Exercise goal:
Present every line of the material below as a numbered list, omitting any blank lines.

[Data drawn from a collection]

▬▬▬▬▬▬▬▬▬▬

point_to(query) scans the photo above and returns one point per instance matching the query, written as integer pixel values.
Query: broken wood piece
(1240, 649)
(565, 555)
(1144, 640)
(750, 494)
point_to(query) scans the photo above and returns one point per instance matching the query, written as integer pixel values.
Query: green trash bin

▬▬▬▬▬▬▬▬▬▬

Solution to this exercise:
1. point_to(query) scans the photo above and returns one point per instance matching the query, written as integer pixel values.
2. Query: broken wood piece
3. (1240, 649)
4. (565, 555)
5. (1144, 640)
6. (750, 494)
7. point_to(query) scans the photo above and returns one point per instance matching the query, written as integer pixel values.
8. Query: green trash bin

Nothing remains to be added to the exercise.